§ What is asked
Locate the line that contains "For the mapping pass, tag each instance of the black" in the entries below. Retype it and all following lines through the final one, character for character.

— START Items —

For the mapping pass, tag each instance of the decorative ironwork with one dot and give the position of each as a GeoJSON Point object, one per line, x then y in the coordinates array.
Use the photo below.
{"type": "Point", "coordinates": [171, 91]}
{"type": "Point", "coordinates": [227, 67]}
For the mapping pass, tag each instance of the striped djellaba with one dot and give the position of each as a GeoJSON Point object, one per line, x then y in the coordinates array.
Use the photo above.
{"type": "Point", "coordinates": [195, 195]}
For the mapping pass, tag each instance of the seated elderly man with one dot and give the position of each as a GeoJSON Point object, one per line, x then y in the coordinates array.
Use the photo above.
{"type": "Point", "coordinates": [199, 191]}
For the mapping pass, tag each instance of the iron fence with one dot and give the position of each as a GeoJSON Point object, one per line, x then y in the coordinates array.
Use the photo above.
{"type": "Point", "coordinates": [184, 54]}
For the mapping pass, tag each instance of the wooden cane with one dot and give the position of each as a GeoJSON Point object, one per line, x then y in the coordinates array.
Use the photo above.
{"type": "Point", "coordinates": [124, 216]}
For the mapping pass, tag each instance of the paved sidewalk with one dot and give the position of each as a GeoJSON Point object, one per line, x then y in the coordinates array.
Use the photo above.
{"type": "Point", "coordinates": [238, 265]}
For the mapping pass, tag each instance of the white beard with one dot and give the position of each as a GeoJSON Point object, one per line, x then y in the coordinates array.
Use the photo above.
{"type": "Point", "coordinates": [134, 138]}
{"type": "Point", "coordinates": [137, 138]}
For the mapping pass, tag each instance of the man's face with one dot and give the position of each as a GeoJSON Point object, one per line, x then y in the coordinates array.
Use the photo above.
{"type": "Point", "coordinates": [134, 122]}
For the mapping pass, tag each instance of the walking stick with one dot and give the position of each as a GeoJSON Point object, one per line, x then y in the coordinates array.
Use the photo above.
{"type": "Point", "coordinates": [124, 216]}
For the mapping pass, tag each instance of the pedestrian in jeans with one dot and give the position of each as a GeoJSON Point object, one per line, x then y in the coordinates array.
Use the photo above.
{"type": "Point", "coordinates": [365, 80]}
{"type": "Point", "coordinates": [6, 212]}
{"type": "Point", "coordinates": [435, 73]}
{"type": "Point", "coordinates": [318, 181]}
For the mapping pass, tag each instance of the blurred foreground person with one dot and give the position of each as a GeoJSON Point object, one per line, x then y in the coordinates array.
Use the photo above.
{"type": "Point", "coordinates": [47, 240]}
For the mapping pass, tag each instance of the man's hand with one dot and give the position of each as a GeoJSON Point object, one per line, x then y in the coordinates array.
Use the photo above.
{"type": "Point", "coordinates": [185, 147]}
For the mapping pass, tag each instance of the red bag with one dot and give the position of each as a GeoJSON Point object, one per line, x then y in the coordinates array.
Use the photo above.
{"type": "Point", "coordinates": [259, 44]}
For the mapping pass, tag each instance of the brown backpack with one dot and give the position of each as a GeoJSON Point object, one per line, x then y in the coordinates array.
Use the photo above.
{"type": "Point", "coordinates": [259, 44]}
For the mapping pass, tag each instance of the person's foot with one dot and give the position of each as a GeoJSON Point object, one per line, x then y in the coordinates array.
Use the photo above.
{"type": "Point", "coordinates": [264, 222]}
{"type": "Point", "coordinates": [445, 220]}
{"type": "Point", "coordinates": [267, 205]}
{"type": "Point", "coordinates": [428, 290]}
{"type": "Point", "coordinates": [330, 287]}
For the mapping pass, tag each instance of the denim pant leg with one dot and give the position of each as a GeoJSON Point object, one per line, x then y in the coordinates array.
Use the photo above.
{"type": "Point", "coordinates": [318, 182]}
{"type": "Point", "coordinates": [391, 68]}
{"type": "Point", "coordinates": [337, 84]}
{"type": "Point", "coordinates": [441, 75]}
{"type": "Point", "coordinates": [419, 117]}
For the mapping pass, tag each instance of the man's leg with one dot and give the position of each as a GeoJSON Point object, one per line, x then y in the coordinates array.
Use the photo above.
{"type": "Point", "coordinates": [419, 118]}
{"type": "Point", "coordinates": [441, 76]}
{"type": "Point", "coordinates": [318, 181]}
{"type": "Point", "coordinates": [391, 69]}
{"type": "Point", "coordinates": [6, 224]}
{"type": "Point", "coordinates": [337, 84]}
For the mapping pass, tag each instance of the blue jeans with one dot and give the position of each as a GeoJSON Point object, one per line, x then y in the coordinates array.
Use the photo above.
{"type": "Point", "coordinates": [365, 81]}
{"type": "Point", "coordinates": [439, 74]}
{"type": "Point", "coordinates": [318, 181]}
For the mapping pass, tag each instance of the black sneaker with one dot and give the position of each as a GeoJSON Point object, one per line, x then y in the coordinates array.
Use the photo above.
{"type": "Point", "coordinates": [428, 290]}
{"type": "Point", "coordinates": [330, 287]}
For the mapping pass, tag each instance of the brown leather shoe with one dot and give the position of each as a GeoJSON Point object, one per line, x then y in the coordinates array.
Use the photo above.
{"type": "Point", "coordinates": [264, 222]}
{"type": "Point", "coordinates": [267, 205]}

— END Items —

§ Written solution
For the mapping pass, tag each instance of the black sneaker with one dot and give the position of each as a GeoJSON Point object, one per line, x then y in the coordinates array.
Use the photo above.
{"type": "Point", "coordinates": [428, 290]}
{"type": "Point", "coordinates": [330, 287]}
For the mapping pass, tag each instance of the brown leather shoe with one dot and give the position of each as a GeoJSON Point object, one per line, x then y in the coordinates array.
Use the photo above.
{"type": "Point", "coordinates": [264, 222]}
{"type": "Point", "coordinates": [267, 205]}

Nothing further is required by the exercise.